The task: Rewrite the listing from its first line through the line containing "Mark the region of every instance of the man chef", with "glasses" renamed to "spectacles" and everything else left unchanged.

Material provided:

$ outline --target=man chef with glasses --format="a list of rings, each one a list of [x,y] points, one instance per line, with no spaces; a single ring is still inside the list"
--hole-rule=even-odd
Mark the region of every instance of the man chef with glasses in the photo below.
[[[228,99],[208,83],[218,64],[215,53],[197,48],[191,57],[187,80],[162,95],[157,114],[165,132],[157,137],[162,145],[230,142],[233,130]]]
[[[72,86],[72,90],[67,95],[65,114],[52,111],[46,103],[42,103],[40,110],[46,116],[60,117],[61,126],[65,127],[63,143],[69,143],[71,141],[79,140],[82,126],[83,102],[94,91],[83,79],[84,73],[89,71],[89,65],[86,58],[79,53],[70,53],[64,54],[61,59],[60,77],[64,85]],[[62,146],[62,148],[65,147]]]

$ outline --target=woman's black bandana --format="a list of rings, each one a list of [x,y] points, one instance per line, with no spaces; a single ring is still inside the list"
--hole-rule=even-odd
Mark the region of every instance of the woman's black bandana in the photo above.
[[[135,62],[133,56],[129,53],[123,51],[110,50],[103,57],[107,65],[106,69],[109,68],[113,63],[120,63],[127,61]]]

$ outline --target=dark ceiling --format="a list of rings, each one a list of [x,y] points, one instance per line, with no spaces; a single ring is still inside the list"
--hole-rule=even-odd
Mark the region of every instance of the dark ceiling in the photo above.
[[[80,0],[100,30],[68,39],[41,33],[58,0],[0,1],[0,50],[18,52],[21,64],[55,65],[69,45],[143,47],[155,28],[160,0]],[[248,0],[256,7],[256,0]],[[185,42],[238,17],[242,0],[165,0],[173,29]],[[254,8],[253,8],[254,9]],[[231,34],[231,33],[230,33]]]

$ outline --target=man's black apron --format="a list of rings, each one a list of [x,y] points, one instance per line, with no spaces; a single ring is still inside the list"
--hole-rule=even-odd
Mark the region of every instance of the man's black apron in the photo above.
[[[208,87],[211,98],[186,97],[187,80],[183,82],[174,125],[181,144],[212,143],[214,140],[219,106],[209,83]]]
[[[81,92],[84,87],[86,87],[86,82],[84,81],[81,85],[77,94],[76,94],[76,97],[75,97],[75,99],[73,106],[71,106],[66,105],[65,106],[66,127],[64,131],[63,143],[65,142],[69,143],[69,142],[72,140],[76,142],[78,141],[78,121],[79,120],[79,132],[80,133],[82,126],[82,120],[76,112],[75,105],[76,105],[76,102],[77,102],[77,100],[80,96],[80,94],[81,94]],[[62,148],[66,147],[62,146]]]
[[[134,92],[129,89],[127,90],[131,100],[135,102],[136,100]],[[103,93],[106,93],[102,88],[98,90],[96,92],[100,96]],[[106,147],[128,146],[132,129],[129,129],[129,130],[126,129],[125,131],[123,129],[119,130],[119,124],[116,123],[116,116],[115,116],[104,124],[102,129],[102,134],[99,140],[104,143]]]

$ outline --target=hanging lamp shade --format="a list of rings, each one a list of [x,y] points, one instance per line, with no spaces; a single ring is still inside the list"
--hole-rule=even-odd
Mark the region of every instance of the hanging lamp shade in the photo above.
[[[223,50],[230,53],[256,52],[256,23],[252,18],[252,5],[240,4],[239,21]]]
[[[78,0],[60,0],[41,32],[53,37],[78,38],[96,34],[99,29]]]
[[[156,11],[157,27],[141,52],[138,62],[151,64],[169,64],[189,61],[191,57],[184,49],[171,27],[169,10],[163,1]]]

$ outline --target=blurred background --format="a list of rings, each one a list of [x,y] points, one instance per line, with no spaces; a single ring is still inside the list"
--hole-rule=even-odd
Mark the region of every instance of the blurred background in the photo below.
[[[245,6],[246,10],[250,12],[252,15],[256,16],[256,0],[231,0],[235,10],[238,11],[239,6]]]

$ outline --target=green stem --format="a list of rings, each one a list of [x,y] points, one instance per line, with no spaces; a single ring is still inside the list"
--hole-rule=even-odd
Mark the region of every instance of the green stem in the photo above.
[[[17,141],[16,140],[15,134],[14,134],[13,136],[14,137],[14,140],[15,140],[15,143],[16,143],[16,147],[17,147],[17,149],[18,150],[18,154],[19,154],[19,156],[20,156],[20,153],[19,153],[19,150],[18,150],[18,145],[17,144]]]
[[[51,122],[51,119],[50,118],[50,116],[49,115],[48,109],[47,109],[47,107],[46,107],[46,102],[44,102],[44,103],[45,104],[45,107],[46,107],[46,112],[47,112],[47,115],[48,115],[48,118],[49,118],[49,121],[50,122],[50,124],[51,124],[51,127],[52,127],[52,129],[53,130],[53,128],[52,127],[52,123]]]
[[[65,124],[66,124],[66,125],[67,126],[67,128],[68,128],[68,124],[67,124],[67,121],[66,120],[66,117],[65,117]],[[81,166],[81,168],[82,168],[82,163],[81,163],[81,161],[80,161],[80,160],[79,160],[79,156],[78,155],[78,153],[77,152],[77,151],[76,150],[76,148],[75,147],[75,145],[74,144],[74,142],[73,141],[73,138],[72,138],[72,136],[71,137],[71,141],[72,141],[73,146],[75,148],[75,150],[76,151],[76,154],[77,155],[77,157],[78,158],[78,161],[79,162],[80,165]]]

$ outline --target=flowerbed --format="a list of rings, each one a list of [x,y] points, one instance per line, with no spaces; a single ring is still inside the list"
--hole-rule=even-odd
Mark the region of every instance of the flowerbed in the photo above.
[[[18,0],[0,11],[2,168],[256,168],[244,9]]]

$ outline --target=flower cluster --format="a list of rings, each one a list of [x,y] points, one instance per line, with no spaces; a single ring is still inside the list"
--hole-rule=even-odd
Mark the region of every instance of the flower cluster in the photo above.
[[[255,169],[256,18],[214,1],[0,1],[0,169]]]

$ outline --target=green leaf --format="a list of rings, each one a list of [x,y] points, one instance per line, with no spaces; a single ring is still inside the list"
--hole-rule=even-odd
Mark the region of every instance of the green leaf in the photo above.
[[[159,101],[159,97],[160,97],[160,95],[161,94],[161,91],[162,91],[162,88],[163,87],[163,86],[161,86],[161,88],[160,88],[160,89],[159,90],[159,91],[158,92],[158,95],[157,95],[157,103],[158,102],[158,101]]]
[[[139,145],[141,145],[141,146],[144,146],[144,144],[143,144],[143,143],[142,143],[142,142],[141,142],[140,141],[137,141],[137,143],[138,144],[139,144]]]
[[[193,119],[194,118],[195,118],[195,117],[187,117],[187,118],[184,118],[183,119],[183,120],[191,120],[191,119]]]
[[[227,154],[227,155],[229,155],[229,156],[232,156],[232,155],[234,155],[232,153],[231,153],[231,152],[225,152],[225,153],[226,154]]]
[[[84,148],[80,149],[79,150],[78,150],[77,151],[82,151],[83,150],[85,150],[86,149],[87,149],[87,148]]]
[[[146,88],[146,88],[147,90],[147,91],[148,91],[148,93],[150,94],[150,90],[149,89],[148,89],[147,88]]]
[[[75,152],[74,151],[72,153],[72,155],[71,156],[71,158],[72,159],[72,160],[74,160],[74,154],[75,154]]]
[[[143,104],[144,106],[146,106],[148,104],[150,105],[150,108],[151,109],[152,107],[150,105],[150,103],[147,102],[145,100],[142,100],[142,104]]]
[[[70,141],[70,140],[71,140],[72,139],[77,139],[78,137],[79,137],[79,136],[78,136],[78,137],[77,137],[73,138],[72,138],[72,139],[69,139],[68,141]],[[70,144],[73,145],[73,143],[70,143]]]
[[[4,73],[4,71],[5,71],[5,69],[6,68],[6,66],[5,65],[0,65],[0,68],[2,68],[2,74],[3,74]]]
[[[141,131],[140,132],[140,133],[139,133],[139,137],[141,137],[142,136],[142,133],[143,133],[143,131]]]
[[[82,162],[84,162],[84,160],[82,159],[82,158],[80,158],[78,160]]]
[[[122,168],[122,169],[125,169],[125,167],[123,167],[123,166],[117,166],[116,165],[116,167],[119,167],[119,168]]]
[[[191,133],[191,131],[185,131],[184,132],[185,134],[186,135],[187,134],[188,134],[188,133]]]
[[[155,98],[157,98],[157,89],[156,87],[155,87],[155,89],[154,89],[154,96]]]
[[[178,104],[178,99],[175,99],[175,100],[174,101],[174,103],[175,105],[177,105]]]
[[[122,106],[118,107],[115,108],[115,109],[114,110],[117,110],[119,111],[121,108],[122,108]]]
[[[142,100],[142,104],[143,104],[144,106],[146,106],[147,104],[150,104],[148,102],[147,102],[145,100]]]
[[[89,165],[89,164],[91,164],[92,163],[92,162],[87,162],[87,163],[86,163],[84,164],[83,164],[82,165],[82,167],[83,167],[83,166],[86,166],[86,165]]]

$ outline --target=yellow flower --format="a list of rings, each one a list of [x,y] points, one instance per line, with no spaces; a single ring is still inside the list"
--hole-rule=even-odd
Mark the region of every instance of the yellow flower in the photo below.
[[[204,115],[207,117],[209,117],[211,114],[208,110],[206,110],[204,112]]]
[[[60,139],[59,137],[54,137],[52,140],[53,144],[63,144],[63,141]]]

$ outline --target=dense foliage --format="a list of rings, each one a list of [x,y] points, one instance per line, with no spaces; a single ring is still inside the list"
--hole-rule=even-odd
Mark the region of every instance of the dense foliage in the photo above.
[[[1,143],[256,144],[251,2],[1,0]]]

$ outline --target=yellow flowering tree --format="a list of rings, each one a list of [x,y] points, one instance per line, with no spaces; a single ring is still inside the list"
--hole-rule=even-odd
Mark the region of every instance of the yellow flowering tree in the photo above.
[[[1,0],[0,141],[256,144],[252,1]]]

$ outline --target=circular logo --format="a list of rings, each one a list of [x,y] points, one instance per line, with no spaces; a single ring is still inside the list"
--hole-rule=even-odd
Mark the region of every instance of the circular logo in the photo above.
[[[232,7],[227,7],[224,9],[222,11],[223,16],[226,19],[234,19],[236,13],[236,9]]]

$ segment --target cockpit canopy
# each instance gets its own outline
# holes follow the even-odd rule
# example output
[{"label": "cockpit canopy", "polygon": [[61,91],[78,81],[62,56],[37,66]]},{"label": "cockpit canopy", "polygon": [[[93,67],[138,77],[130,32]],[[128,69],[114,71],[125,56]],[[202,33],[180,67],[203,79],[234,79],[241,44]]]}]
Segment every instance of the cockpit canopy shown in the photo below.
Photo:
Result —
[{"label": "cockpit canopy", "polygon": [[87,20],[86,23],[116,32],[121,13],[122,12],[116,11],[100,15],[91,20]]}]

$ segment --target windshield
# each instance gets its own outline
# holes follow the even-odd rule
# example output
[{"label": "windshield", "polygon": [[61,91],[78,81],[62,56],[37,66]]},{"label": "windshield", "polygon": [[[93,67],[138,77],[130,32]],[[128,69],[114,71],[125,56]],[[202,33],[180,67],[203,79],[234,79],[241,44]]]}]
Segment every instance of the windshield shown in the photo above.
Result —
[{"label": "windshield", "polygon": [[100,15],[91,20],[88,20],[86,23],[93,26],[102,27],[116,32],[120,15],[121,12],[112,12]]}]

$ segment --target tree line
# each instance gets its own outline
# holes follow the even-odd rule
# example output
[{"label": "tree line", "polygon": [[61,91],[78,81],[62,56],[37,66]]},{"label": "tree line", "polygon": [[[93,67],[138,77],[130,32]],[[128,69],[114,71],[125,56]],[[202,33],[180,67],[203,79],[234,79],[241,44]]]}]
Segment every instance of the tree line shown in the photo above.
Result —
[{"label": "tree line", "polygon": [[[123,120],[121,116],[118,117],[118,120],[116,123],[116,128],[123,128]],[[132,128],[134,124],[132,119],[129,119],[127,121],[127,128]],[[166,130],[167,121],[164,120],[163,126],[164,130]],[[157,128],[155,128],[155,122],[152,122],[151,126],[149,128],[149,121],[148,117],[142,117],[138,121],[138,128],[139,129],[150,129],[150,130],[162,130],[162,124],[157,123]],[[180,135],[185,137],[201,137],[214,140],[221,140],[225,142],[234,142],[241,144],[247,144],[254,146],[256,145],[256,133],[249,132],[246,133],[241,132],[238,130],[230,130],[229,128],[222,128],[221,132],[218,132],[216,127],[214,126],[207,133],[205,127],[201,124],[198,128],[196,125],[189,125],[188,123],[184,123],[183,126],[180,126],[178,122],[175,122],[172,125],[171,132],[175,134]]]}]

Right answer:
$ outline --target=man chef with spectacles --format="a list of rings, each one a list of [x,y] points, one instance per line, with no spaces; a single ring is still inside the list"
--hole-rule=even-odd
Mark the region of every instance of the man chef with spectacles in the photo below.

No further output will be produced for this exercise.